#### Work item:
The records below must be retyped exactly.

-- Records supplied follows --

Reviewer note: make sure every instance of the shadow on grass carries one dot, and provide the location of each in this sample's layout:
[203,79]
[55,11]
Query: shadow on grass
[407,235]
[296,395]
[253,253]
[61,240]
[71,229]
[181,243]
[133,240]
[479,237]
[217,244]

-- Records supplied concluded --

#### Task answer:
Reviewer note: make sure every instance of the shadow on grass carries one dot, and provide the location of each in this sample's layout:
[203,79]
[55,11]
Query: shadow on grass
[407,235]
[296,395]
[253,253]
[61,240]
[71,229]
[181,243]
[133,240]
[479,237]
[217,244]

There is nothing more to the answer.